━━━━━ Given entries ━━━━━
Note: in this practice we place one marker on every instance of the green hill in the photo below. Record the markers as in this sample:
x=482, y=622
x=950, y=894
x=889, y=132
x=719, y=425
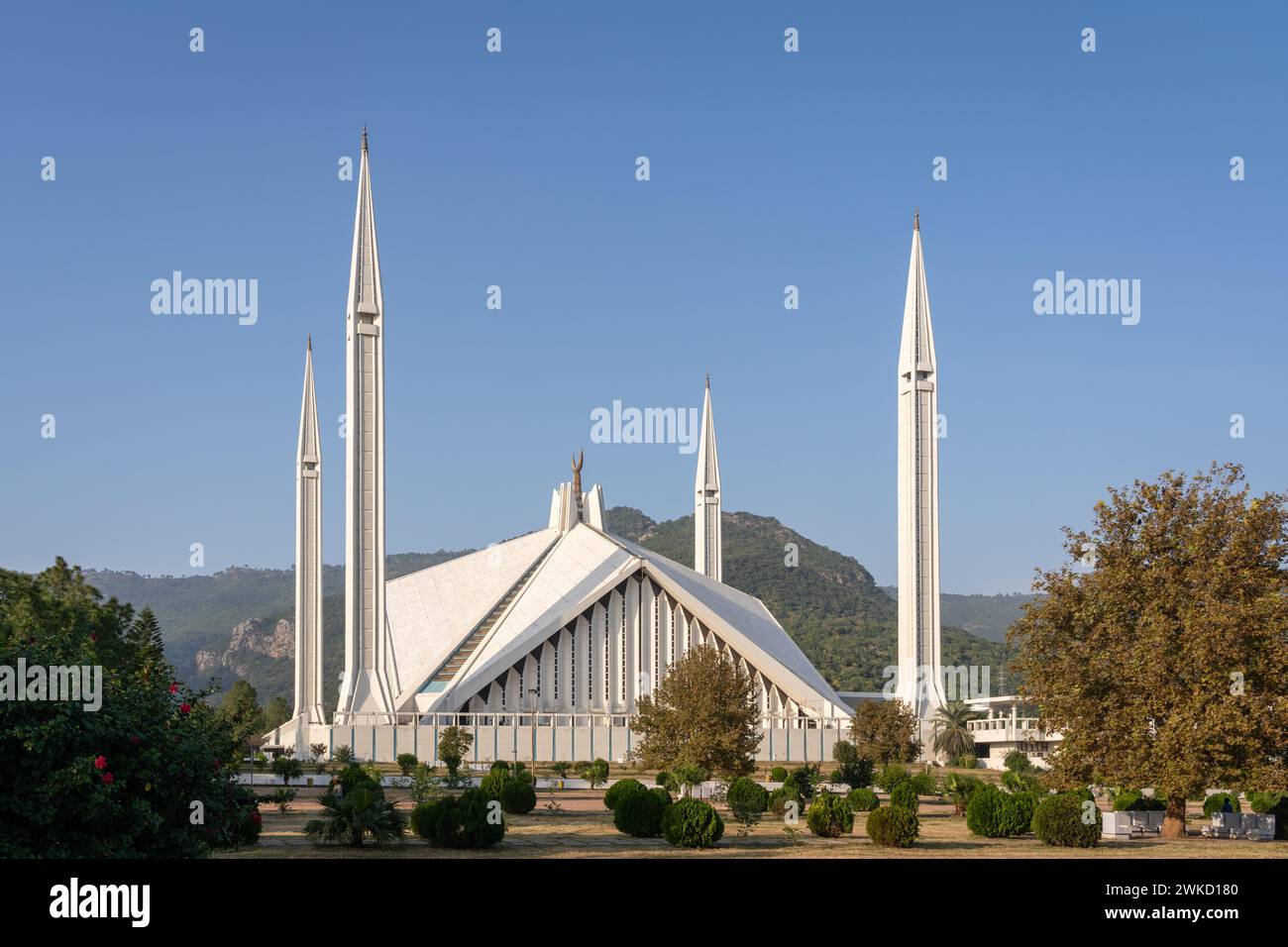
━━━━━
**Written task**:
Output every line of the entries above as a numbered list, with blank lines and the pictures omitted.

**Written response**:
1. Note: in this practice we place one marker on every instance of the green hill in the photo below. Record the markers as in this sample:
2. x=482, y=622
3. x=950, y=894
4. x=889, y=132
5. x=719, y=425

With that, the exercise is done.